## [SUPPLIED ENTRIES]
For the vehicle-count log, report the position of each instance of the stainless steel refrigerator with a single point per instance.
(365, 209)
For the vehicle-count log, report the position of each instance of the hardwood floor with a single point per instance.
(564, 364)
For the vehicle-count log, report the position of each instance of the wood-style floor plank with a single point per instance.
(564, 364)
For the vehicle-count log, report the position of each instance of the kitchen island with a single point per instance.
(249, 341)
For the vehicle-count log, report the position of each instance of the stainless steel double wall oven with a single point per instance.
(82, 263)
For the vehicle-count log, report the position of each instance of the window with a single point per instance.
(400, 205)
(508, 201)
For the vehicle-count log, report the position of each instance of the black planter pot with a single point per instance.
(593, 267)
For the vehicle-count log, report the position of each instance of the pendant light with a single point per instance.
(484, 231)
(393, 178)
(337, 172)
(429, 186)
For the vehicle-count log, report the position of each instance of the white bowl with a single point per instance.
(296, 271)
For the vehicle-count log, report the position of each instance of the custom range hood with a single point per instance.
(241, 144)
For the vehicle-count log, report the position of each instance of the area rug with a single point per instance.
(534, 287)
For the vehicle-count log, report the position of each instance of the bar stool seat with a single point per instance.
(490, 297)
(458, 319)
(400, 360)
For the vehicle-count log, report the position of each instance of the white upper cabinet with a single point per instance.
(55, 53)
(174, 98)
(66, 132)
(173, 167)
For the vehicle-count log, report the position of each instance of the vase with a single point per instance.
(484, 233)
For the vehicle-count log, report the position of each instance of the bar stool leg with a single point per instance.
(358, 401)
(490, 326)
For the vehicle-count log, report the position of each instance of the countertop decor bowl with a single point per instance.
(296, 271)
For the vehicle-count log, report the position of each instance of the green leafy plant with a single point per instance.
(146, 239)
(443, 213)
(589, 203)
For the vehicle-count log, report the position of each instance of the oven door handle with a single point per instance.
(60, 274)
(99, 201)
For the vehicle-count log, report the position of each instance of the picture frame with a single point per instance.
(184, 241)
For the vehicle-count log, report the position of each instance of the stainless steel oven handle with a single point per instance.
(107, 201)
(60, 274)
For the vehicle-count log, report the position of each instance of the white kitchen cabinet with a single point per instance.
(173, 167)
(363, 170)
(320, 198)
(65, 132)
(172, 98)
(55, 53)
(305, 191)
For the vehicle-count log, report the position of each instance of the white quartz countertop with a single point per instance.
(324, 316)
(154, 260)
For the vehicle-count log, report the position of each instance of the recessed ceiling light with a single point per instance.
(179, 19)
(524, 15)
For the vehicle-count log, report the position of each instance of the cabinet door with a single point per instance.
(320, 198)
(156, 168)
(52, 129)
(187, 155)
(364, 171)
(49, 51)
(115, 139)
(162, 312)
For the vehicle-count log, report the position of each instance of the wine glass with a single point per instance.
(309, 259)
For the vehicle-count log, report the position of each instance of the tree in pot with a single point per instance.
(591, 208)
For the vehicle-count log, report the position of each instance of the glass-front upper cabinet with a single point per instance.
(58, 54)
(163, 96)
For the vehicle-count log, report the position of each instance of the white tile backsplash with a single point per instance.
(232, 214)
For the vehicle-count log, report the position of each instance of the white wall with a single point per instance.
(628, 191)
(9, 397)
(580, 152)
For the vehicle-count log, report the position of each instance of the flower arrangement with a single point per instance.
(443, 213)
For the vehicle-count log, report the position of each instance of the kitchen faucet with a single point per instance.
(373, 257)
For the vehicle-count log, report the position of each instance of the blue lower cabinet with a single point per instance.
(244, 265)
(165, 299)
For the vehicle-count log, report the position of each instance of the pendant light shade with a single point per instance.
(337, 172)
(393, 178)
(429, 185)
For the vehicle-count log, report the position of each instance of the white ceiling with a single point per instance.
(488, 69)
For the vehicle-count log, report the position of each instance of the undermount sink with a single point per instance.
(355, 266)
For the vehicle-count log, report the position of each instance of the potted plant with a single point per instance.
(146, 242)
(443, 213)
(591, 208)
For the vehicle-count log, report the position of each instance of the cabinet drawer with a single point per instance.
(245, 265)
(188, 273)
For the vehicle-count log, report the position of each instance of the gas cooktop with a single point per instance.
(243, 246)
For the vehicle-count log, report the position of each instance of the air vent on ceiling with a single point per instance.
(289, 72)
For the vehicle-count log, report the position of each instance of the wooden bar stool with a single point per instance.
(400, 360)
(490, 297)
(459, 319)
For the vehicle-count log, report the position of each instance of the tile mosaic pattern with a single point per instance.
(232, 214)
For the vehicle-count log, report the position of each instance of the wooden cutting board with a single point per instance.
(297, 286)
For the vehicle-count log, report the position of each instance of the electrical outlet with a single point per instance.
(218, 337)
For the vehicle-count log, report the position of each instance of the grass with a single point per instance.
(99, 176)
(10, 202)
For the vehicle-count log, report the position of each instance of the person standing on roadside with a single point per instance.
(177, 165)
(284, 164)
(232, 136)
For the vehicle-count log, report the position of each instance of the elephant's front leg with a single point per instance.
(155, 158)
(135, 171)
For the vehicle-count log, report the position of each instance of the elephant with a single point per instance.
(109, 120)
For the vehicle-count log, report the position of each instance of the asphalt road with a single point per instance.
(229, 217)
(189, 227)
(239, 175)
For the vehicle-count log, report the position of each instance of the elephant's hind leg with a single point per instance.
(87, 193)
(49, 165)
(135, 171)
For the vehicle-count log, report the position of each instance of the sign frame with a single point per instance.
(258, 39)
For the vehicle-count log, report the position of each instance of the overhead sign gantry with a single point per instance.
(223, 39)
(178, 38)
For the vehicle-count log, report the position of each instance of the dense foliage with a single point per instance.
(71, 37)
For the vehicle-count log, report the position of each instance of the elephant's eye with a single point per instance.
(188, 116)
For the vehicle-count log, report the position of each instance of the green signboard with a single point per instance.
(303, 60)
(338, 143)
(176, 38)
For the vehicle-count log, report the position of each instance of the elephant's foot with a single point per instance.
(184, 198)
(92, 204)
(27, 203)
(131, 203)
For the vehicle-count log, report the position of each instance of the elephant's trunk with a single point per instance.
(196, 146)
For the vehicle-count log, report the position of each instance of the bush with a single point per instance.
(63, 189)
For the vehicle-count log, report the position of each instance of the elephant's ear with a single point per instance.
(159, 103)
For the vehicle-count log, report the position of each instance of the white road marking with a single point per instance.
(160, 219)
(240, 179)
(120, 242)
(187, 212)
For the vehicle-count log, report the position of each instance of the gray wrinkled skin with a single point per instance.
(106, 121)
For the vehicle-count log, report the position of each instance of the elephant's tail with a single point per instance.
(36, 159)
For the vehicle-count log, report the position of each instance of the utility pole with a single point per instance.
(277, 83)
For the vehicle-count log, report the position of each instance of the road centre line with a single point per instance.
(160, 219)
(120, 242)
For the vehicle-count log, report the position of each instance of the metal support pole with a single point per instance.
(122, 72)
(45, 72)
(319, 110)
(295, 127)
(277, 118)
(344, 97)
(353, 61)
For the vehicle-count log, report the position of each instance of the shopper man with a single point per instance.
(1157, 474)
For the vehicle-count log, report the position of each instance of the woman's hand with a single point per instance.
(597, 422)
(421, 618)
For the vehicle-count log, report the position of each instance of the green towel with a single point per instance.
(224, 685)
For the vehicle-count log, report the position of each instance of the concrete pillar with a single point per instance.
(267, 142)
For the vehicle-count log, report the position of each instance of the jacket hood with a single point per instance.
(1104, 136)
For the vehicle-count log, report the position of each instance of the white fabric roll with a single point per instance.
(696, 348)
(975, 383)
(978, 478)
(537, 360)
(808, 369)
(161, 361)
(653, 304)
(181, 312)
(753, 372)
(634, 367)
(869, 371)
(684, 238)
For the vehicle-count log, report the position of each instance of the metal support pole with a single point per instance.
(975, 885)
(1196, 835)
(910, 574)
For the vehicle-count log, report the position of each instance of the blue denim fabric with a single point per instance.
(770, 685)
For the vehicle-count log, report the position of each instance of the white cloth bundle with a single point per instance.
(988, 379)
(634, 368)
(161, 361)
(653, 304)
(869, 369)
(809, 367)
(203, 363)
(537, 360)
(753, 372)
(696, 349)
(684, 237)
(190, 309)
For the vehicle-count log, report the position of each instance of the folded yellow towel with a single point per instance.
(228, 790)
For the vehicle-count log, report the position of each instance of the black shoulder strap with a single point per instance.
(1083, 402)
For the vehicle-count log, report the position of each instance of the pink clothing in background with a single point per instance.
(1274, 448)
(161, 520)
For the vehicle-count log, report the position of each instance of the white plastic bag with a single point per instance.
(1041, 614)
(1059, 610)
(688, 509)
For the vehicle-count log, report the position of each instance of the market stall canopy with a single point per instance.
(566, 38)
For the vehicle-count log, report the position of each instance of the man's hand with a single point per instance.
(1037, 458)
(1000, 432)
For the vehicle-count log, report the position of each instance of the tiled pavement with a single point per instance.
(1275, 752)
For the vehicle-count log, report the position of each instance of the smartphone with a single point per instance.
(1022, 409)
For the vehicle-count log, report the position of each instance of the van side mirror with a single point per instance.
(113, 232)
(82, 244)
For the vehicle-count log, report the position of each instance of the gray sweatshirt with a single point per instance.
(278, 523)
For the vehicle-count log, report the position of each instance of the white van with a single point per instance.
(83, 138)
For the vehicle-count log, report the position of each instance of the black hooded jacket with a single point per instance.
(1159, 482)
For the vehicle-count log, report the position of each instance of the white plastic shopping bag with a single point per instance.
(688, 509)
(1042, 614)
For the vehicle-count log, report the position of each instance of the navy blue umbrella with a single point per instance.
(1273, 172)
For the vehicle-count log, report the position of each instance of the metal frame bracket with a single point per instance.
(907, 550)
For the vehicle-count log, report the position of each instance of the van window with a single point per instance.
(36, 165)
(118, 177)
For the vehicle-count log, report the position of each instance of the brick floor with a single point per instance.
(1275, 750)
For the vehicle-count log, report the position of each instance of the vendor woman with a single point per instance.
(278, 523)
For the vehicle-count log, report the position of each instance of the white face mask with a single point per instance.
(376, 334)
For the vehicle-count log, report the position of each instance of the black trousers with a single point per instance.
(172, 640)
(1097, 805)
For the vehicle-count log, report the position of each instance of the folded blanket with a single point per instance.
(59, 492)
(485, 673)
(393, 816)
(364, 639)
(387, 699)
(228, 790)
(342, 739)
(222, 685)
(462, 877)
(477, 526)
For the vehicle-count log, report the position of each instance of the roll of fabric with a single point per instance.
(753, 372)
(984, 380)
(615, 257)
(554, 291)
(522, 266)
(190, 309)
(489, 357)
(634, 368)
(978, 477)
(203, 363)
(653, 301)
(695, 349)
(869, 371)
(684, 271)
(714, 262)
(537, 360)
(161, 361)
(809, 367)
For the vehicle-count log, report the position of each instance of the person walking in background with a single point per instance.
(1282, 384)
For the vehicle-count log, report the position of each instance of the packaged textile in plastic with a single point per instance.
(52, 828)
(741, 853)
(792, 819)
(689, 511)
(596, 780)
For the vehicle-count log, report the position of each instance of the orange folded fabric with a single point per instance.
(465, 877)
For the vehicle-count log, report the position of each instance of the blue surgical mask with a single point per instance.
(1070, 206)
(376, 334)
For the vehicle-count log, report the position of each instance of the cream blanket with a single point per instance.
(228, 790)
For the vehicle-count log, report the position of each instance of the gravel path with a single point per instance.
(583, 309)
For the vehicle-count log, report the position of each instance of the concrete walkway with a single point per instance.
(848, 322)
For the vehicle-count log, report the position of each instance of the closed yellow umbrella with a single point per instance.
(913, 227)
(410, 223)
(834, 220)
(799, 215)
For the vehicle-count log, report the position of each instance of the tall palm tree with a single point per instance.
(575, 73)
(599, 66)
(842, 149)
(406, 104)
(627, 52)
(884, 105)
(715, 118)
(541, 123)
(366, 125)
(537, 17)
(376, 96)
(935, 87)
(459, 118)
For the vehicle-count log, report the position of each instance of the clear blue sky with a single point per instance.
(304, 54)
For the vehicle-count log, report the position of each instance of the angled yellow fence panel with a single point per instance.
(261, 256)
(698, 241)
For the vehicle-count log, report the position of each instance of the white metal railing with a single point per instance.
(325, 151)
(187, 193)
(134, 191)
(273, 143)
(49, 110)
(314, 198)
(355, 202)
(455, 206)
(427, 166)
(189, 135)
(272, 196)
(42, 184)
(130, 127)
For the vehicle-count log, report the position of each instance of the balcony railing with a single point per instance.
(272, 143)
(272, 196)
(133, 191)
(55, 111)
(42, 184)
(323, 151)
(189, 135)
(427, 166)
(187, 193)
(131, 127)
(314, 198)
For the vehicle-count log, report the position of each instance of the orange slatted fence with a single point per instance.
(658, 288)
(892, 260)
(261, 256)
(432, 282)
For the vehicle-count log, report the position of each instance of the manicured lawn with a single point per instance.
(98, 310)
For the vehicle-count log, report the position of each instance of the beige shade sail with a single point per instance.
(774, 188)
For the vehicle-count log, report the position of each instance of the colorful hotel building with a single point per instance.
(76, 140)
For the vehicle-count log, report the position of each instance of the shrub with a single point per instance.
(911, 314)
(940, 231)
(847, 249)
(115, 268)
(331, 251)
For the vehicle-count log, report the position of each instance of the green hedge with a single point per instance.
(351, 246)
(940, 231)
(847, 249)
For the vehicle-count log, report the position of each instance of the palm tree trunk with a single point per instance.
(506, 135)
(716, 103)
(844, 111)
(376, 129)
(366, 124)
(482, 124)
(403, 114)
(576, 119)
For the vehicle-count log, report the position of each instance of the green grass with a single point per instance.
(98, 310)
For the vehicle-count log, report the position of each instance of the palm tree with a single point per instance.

## [WHAT THIS TASK INVOLVES]
Rewrite the items above as a numbered list with blank lines omitted. Begin at the line that contains "strap with a single point per instance." and stop after the line that contains "(1159, 482)".

## [RESPONSE]
1. For the vehicle-count log, report the position of each instance of the black shoulder strap with a single point per instance.
2. (1083, 402)
3. For the vehicle-count log, report the position of each instance of the pink clothing in background with a single point per instance.
4. (1274, 448)
5. (161, 520)
6. For the vehicle-count log, report the position of each instance of the white plastic bag with a single point per instance.
7. (1041, 614)
8. (1059, 610)
9. (688, 509)
10. For the vehicle-count log, report the position of each instance of the market stall canopy with a single point per instance.
11. (566, 38)
12. For the vehicle-count log, report the position of each instance of the man's hand with a single point per instance.
13. (1037, 458)
14. (1000, 432)
15. For the vehicle-count log, report the position of each instance of the tiled pavement with a single point per instance.
16. (1275, 752)
17. For the vehicle-count log, report the position of each instance of the smartphone with a single point per instance.
18. (1022, 409)
19. For the vehicle-count log, report the position of each instance of the van side mirror with a single point per instance.
20. (113, 232)
21. (82, 244)
22. For the vehicle-count log, report the position of each instance of the gray sweatshirt with a single point per instance.
23. (278, 523)
24. For the vehicle-count log, report the position of each instance of the white van with a single point per instance.
25. (83, 138)
26. For the vehicle-count log, report the position of each instance of the black hooded jacket with a single point per instance.
27. (1159, 482)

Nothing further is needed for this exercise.